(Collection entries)
########
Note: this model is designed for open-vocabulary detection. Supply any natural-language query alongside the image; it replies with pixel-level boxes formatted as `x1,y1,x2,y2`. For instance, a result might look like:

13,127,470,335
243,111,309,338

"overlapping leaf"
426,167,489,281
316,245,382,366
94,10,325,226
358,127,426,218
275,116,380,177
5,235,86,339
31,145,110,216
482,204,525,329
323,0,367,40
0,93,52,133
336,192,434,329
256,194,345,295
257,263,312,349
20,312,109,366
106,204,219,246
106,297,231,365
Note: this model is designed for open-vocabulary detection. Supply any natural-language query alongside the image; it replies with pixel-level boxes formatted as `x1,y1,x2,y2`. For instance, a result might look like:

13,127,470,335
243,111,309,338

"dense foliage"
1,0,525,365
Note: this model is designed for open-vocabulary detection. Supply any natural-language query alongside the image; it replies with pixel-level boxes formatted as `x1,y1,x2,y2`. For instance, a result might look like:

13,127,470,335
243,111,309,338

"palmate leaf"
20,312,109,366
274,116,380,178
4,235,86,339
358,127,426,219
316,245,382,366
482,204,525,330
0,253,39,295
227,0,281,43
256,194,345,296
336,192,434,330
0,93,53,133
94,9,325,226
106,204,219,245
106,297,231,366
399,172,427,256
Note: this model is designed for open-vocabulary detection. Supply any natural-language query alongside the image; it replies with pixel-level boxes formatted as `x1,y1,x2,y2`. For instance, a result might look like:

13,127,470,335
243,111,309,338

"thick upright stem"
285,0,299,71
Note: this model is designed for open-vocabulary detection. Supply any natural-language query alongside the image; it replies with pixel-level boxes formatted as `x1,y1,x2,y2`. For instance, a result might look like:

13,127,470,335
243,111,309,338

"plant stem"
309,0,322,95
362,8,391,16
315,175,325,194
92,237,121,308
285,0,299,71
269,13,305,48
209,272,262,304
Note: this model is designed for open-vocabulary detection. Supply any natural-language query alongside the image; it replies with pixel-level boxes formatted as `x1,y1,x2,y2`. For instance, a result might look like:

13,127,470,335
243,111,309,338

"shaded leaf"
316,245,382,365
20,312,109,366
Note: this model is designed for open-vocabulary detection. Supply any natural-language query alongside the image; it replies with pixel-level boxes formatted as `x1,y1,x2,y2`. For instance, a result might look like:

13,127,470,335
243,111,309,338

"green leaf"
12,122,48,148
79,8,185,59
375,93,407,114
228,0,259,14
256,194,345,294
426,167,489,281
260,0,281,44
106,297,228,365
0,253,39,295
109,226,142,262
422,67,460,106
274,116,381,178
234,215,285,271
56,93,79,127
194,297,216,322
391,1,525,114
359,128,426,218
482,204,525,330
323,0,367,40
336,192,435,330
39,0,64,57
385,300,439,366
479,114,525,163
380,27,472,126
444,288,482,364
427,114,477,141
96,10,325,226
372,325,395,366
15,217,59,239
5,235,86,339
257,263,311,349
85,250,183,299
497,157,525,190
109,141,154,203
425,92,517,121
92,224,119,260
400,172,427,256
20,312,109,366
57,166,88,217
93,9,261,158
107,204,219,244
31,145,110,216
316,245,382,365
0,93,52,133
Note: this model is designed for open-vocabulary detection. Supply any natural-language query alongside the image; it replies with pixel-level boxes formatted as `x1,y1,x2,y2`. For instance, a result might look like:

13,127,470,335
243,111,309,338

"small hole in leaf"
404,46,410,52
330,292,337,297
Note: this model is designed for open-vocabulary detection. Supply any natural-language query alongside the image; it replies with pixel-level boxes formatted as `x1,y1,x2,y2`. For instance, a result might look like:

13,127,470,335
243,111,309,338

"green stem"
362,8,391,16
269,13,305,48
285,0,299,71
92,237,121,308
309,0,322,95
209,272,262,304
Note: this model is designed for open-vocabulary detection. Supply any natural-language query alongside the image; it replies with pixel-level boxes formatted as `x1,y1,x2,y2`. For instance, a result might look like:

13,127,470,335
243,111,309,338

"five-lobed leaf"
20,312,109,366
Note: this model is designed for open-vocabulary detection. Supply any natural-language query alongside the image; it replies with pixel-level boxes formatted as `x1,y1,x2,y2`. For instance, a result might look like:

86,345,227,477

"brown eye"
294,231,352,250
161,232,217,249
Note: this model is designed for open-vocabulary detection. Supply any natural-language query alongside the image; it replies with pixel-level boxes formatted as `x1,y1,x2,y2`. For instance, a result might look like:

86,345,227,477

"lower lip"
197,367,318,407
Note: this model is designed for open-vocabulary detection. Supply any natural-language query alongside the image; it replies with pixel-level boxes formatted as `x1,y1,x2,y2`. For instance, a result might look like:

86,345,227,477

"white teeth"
########
What to do.
Restate the data above word for word. Leave nothing out.

Answer box.
Note: this model is designed for open-vocabulary detection. Supply any natural-language query alongside the image; it replies with pixel-level boxes formatted as `x1,y1,x2,y2`. For instance, a result might look like:

13,127,470,335
243,111,309,338

"overlapping leaf"
426,167,489,281
316,245,382,366
94,10,325,226
358,127,426,218
275,116,380,177
5,235,86,339
31,145,110,216
482,204,525,329
323,0,367,40
0,93,52,133
336,192,434,329
256,194,345,295
257,263,312,349
20,312,109,366
106,204,219,246
106,297,231,365
Note: this model is designed for open-vocabulary detection. Supply any natural-language query alongside the image; it replies with pixel-level boxes formatted as `x1,y1,x2,y2`. For instance, a result might look like:

13,127,470,335
243,111,309,338

"dense foliage"
1,0,525,365
Note: this model is designed for open-vocabulary detection. Supply any natural-language query alongside the image; it replies with pixel-level boxes formatted as `x1,y1,x2,y2`. For instance, a result might look like:

13,127,470,335
243,111,309,338

"palmate leaf"
20,312,109,366
274,116,380,178
4,235,86,339
358,127,426,219
316,245,382,366
482,204,525,330
0,253,39,295
227,0,281,43
256,194,345,296
336,192,434,330
0,93,53,133
94,9,325,226
106,204,219,245
106,297,231,366
399,172,427,256
Note: this model is designed for open-vocabulary detection. Supply any natural-language query alongside the image; it replies with pixel-level boxes formatted as `x1,y1,x2,y2`. For instance, a result might look like:

13,127,470,335
243,111,309,338

"thick upright stem"
285,0,299,71
Note: this model is designed for open-vocabulary detection. Supply any natural-language query alongside the image; it replies with pixel-level boxes formatted as `x1,y1,x2,y2`. For instance, a result might look like:

13,127,470,335
243,111,309,338

"plant stem"
309,0,322,95
362,8,391,16
315,175,325,194
92,237,121,308
285,0,299,71
269,13,305,48
209,272,262,304
Note: this model is designed for open-vocabulary detection. Supply any natural-language query alongside the image; it replies with pixel-level boxes formatted as `x1,y1,x2,y2`. For instance, a result might look like:

13,127,470,335
243,111,309,338

"shaded leaf"
316,245,382,365
20,312,109,366
Note: this model is designed for open-vocabulary detection. Supply any natural-language query alongside the image; it replies with pixel-level boxes formatted as `x1,y1,x2,y2`. For instance, a result might look like:

13,127,470,335
243,111,309,338

"green leaf"
12,122,48,148
79,8,185,59
375,93,407,114
228,0,259,14
256,194,345,294
426,167,489,281
260,0,281,44
106,297,228,365
0,253,39,295
109,226,142,262
422,67,460,106
274,116,381,178
234,215,285,271
56,93,79,127
194,297,216,322
391,1,525,114
359,128,426,218
482,204,525,330
323,0,367,40
336,192,435,330
39,0,64,57
385,300,439,366
479,114,525,163
380,27,472,126
444,288,482,364
427,114,477,141
96,10,325,226
372,325,395,366
15,217,59,239
5,235,86,339
257,263,311,349
85,250,183,299
497,157,525,190
109,141,154,203
425,92,517,121
92,224,119,260
400,172,427,256
20,312,109,366
57,166,88,217
93,9,261,158
107,204,219,244
31,145,110,216
316,245,382,365
0,93,52,133
Note: this model is designed for open-vocabulary detection. Supply any natural-language query alongside the image; it replies with pixel-level boxes formatted as `x1,y1,x2,y2`. For instance, a result might look like:

13,127,470,335
243,111,309,338

"small hole in leaf"
404,46,410,52
330,292,337,297
Note: this model is designed for open-vocabulary detection. Supply any natural-language query alongside the image; it replies with pixel-level boxes formatted as `x1,y1,x2,y2`. For instance, a result might look like:

13,127,470,335
243,111,309,338

"green stem"
362,8,391,16
269,13,305,48
285,0,299,71
92,237,121,308
309,0,322,95
209,272,262,304
Note: this model is designed for open-vocabulary detection. Supply any natural-language query alongside the image; it replies with pixel-level boxes formatted as `x1,y1,x2,y2`. For instance, a result might look like:

13,127,470,335
243,111,309,338

"five-lobed leaf"
20,312,109,366
Note: this model is designed for open-vocabulary detection. Supply any natural-language query alongside the image; it replies with pixel-level boxes formatted as `x1,y1,x2,y2`. For instance, a result might look like:

86,345,227,477

"brown eye"
294,231,352,250
161,232,217,249
Note: this model is designed for open-vocabulary detection. Supply any natural-language query alongside the image; it replies with pixel-level boxes formatted as `x1,y1,x2,y2`. For instance, a result might look like:

86,345,227,477

"lower lip"
197,367,318,407
Note: this model is designed for open-vocabulary detection. Supply any natural-language query alongside the image; it replies with pixel-level boxes formatted as `x1,y1,x2,y2`. For instance, a result might look like:

86,345,227,477

"white teeth"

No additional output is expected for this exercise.